In the copy, keep every line below as it is and leave out the pictures.

[Referring expression pointing data]
::::::::

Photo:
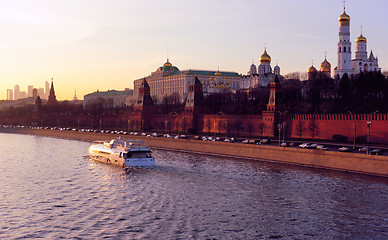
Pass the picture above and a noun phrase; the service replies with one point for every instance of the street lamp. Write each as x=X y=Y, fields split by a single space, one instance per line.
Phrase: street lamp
x=368 y=125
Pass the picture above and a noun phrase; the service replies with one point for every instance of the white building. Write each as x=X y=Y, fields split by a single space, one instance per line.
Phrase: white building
x=168 y=80
x=9 y=94
x=262 y=75
x=108 y=99
x=361 y=62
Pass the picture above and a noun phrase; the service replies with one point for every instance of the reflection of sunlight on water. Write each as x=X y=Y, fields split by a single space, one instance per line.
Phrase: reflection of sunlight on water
x=50 y=190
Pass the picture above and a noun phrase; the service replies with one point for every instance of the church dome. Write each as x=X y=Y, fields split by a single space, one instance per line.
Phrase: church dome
x=265 y=58
x=276 y=70
x=344 y=17
x=311 y=69
x=325 y=66
x=361 y=39
x=167 y=67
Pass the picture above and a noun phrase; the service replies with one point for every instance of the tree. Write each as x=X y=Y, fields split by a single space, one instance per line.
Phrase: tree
x=300 y=128
x=313 y=127
x=260 y=128
x=250 y=128
x=345 y=91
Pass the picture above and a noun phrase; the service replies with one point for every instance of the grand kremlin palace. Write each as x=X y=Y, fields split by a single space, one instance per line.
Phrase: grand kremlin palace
x=168 y=79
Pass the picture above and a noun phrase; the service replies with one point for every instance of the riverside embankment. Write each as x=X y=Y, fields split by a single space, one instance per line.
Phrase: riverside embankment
x=348 y=162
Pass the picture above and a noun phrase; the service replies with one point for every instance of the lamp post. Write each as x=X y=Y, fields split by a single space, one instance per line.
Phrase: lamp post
x=368 y=137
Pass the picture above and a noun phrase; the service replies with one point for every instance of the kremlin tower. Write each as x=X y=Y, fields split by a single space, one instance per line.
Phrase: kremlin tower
x=52 y=99
x=344 y=47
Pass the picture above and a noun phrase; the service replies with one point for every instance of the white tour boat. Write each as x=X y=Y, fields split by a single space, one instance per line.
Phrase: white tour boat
x=122 y=152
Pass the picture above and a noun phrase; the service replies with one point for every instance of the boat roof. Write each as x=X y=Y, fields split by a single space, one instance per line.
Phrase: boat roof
x=127 y=144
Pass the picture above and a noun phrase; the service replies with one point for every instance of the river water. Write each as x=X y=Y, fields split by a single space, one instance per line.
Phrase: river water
x=49 y=189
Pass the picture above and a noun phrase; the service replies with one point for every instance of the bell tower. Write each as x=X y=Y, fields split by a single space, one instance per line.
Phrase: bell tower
x=274 y=107
x=344 y=47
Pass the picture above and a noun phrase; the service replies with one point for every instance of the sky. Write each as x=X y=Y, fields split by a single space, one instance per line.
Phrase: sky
x=89 y=45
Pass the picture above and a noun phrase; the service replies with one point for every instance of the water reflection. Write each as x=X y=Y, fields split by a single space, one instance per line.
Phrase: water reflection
x=49 y=190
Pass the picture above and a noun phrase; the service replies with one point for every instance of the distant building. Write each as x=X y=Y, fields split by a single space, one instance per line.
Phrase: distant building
x=325 y=69
x=29 y=90
x=108 y=99
x=262 y=75
x=52 y=99
x=361 y=63
x=16 y=92
x=46 y=92
x=168 y=80
x=9 y=94
x=35 y=93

::::::::

**Answer to the problem**
Photo:
Pass the picture above and a noun phrase; the service replies with one point for every instance of the street lamp. Write each as x=X y=Y, fields split by a single space, one instance per line.
Phrase: street lamp
x=368 y=125
Pass the picture above and a noun phrase; the service replies with one point for every instance of the white building. Write each as x=X y=Y, fields split by a single space, one instance per line.
Phrase: white building
x=168 y=80
x=9 y=94
x=262 y=75
x=108 y=99
x=361 y=62
Pass the picture above and a noun phrase; the service replies with one point for every instance of the reflection of sunlight on water. Write each as x=X y=Y, fields split by a single space, one instance per line.
Phrase: reflection of sunlight on water
x=50 y=190
Pass the picture above and a noun phrase; the service replies with one point for every instance of the church dome. Write each as x=X y=Y, fields split by a single space, one instance per line.
Phrase: church dome
x=265 y=58
x=276 y=70
x=344 y=17
x=311 y=69
x=325 y=66
x=361 y=39
x=167 y=67
Pass the picture above and a noun phrase; the service replies with one point for every instance of the tree. Write each as x=X y=Y, fields split by a single space, one instance per line.
Phrase: tree
x=300 y=128
x=313 y=127
x=260 y=128
x=250 y=128
x=345 y=91
Pass the picture above and a noun phrase; the service replies with one point for every instance of the grand kremlin palace. Write each as x=X y=Y, fields split by a single space, one instance per line.
Phrase: grand kremlin palace
x=168 y=79
Pass the picture above and a noun phrase; the service replies with one point for every instance of the riverside embankment. Write each as x=X y=Y, fields split by a single space, one instance per line.
Phrase: riverside embankment
x=348 y=162
Pass the picture above and a noun phrase; the service replies with one point for every instance of the lamp post. Write each as x=X y=Y, fields split by a single space, one instance per line.
Phrase: lamp post
x=368 y=137
Pass the picture above and a noun phrase; the service replies with one point for every instance of the kremlin tower. Write each as x=X y=Y, fields split by a single space, one instance per line.
Phrase: kremlin tower
x=52 y=99
x=344 y=47
Pass the picture above and a noun phrase; the service replies with one point for every instance of the white tour boat. Write each as x=X y=Y, fields split by a single space, one instance per line.
Phrase: white tour boat
x=122 y=152
Pass the picture above and a noun phrase; the service replies with one point for every instance of the boat roof. Write each as x=X y=Y, fields split by a single space, one instance per line.
Phrase: boat roof
x=127 y=144
Pass the picture above and a noun phrase; the service replies with one point for every instance of the river water. Write each as x=X y=Y, fields split by a single space, one instance per line.
Phrase: river water
x=49 y=189
Pass the picture above and a noun phrase; the service replies with one point for every instance of the bell tower. Write each as x=X y=Y, fields split by a single space, one instance per line.
Phrase: bell tower
x=274 y=107
x=344 y=47
Pass the picture above and a noun phrase; the service replies with one point for every instance of the sky. Write each as x=X y=Y, fields split by a single space, one instance per line.
Phrase: sky
x=89 y=45
Pass the picture above and a noun phrase; the service replies with one point for every instance of the water reflection. Write each as x=X y=Y, fields split by a single space, one instance per line.
Phrase: water reflection
x=49 y=190
Pass the picture above and a noun phrase; the service replies with one point for every instance of the distant building. Write each as x=X y=Y, fields split by a single space, one instance per line.
Phrase: distant building
x=325 y=69
x=29 y=90
x=108 y=99
x=262 y=75
x=52 y=99
x=361 y=63
x=16 y=92
x=46 y=92
x=168 y=80
x=9 y=94
x=35 y=93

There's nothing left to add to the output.